Top of Source extract

When considering a motion to dismiss pursuant to Fed. R. Civ. P. l2(b)(6), a court must construe the complaint in the light most favorable to the plaintiff and accept all well-pleaded material allegations in the complaint as true. Scheuer v. Rhodes, 4l6 U.S. 232, 236 (l974); Roth Steel Products v. Sharon Steel Corp., 705 F.2d 134, 155 (6th Cir.l983). When determining the sufficiency of a complaint in the face of a motion to dismiss, the court must apply the principle that "a complaint should not be dismissed for failure to state a claim unless it appears beyond a doubt that the plaintiff can prove no set of facts in support of his claim which would entitle him to relief." Conley v. Gibson, 355 U.S. 4l, 45-46 (l957). See also, McLain v. Real Estate Bd. of New Orleans, Inc., 444 U.S. 232 (l980); Windsor v. The Tennessean, 719 F.2d 155, 158 (6th Cir.1983), cert. denied, 469 U.S. 826 (1984).
A motion to dismiss under Rule 12(b)(6) is directed solely to the complaint itself. Roth Steel Products, 705 F.2d at 155. Consequently, the Court must focus on whether the claimant is entitled to offer evidence to support the claims, rather than whether the plaintiff will ultimately prevail. Scheuer, 4l6 U.S. at 236. A federal court cannot consider extrinsic evidence in determining whether a complaint states a claim upon which relief can be granted. Roth Steel Products, 705 F.2d at 155. The Court will grant a defendant's motion to dismiss under Fed. R. Civ. P. 12(b)(6) if the complaint is without merit because of an absence of law to support a claim of the type made, or of facts sufficient to make a valid claim, or if on the face of the complaint there is an insurmountable bar to relief indicating that the plaintiff does not have a claim. See, generally, Rauch v. Day & Night Mfg. Corp., 576 F.2d 697, 702 (6th Cir.l978).
In defendants' motion to dismiss, defendants primarily argue that Mr. Tate has failed to exhaust all administrative remedies under the Prison Litigation Reform Act ("PLRA") prior to bringing this action. In the alternative, if the Court concludes that Mr. Tate did properly exhaust, defendants contend that the claims against Mr. Wilkinson, Mr. Wolfe, Ms. Eberlin, Mr. Wolfe, Mr. Wittekind, Mr. Frizzell and Mr. Eleby are based on the doctrine of respondeat superior, and, because vicarious liability cannot be extended under §1983, those defendants must be dismissed from the lawsuit. Finally, defendants claim that Mr. Tate's retaliation claims must fail because Mr. Tate did not engage in protected conduct and that no action was taken against him that would deter a person of ordinary firmness from continuing to engage in such conduct.

Bottom of Source extract
Top of Raw data

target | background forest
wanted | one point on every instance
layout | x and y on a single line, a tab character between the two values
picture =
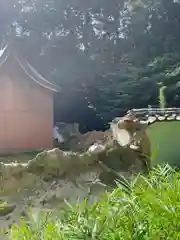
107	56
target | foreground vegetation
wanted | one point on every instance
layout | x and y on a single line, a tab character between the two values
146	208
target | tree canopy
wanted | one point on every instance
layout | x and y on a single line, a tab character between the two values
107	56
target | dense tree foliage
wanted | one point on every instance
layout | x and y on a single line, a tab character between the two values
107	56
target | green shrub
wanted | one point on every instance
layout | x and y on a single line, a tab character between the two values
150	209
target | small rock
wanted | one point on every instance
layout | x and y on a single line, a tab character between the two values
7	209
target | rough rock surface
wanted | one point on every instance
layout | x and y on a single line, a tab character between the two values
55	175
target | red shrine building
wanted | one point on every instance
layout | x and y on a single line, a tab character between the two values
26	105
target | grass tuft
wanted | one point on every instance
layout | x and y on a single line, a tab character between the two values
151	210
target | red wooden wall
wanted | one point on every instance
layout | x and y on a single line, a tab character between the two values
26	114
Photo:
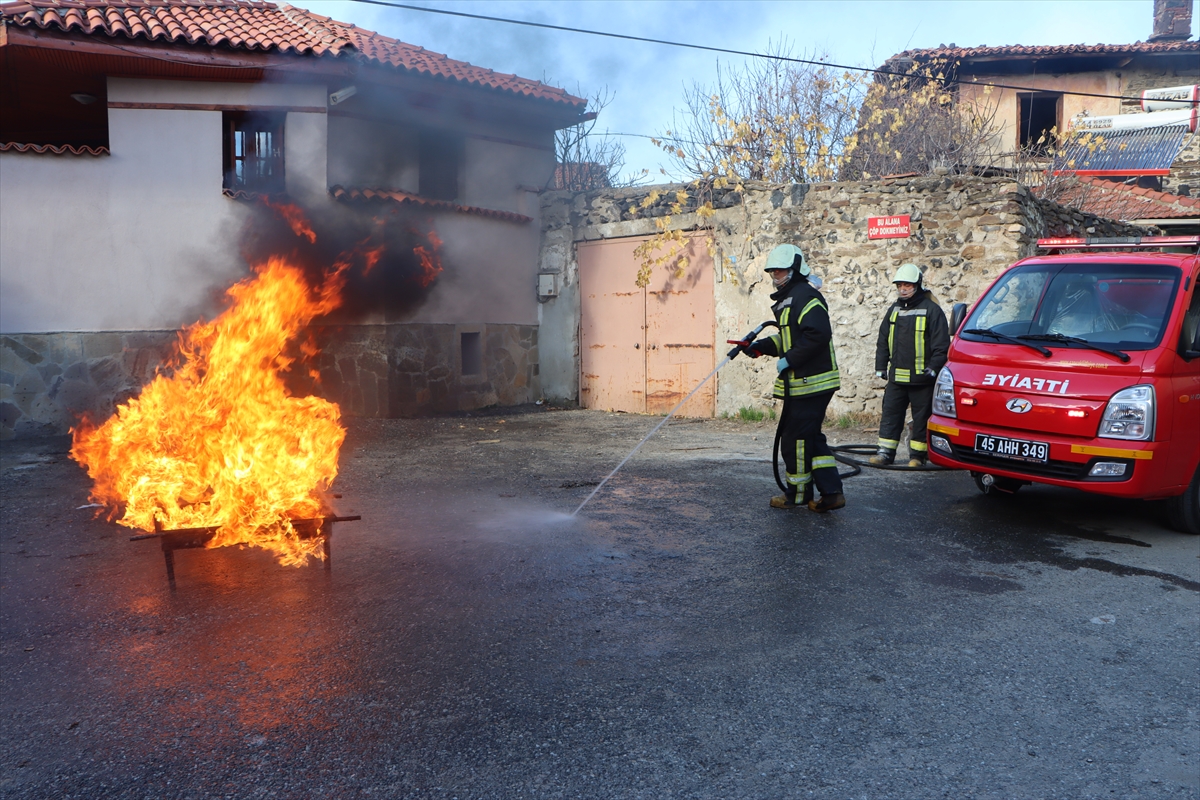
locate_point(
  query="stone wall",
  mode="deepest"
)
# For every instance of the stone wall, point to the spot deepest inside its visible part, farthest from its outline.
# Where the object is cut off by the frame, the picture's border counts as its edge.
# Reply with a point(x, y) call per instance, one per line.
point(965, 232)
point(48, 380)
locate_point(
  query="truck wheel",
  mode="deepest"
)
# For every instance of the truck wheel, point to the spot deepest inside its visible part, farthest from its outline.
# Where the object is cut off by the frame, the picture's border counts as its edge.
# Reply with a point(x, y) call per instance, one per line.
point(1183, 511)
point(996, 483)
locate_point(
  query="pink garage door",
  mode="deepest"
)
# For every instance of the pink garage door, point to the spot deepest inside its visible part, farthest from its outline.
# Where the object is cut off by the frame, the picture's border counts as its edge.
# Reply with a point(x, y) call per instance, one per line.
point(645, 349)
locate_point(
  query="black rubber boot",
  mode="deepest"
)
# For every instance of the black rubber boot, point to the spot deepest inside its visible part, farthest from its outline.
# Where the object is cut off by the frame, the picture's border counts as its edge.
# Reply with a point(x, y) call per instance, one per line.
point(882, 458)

Bottom of Raw data

Requirement 1 ->
Decide whether each statement below agrees with the opinion excerpt, answering yes or no and quoting the words of the opinion excerpt that decide it.
(a) A federal court may weigh extrinsic evidence when judging whether a complaint states a claim.
(b) The defendants' primary argument is that Mr. Tate did not exhaust administrative remedies under the Prison Litigation Reform Act before bringing the action.
(c) On a Rule 12(b)(6) motion, the Court must focus on whether the plaintiff will ultimately prevail.
Requirement 2 -> Write out the opinion excerpt word for word from "In defendants' motion" to "in such conduct.".

Expected answer 1 ->
(a) No: "A federal court cannot consider extrinsic evidence in determining whether a complaint states a claim upon which relief can be granted."
(b) Yes: "defendants primarily argue that Mr. Tate has failed to exhaust all administrative remedies under the Prison Litigation Reform Act ("PLRA") prior to bringing this action."
(c) No: "the Court must focus on whether the claimant is entitled to offer evidence to support the claims, rather than whether the plaintiff will ultimately prevail."

Expected answer 2 ->
In defendants' motion to dismiss, defendants primarily argue that Mr. Tate has failed to exhaust all administrative remedies under the Prison Litigation Reform Act ("PLRA") prior to bringing this action. In the alternative, if the Court concludes that Mr. Tate did properly exhaust, defendants contend that the claims against Mr. Wilkinson, Mr. Wolfe, Ms. Eberlin, Mr. Wolfe, Mr. Wittekind, Mr. Frizzell and Mr. Eleby are based on the doctrine of respondeat superior, and, because vicarious liability cannot be extended under §1983, those defendants must be dismissed from the lawsuit. Finally, defendants claim that Mr. Tate's retaliation claims must fail because Mr. Tate did not engage in protected conduct and that no action was taken against him that would deter a person of ordinary firmness from continuing to engage in such conduct.